* **Objective**: Pick out every line below that contains the word "gate" and copy each one. Uppercase and lowercase letters must match.

* **Exercise input**:

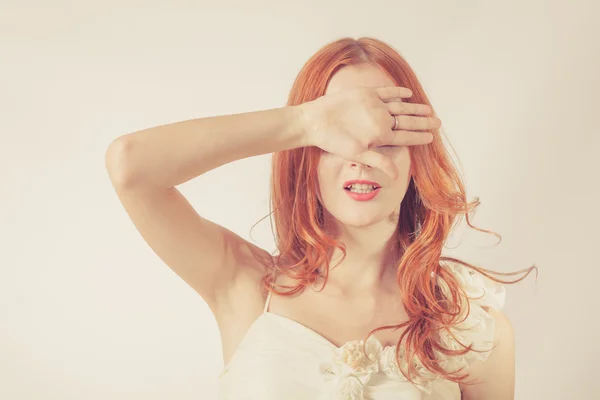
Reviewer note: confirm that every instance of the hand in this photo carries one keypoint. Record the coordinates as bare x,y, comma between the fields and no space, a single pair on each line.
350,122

---

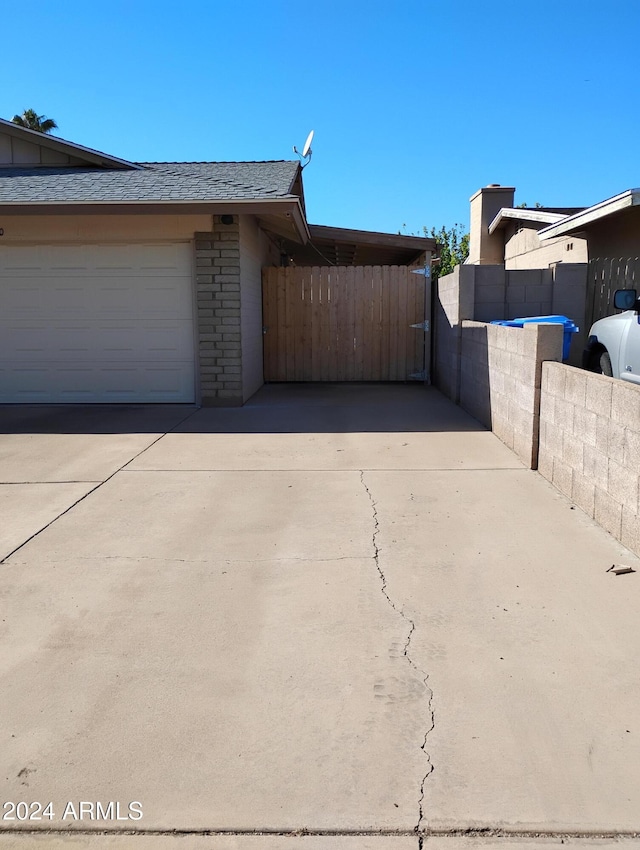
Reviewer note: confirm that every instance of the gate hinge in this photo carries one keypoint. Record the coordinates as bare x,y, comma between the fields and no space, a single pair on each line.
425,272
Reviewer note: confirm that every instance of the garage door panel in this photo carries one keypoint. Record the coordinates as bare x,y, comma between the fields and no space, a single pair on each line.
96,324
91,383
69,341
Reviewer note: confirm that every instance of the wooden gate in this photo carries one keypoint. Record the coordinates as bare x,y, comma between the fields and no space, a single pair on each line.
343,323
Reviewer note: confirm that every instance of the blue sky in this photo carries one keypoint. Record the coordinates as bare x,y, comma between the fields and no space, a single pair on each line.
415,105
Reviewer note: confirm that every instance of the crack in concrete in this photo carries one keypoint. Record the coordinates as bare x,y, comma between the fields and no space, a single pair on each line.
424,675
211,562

* **Worked answer**:
Reviewer note: confirm that every instance of the gate hinge in this photo carries one keypoint. Record the coordinates as bare x,y, comma between the fields and no space, a single pair on each line.
Reviewer note: confirm that every instance of the wooden gate in this photo carries one keypoint. Record the coordinates as bare x,y, comma between the fields and no space, a single pair on each line.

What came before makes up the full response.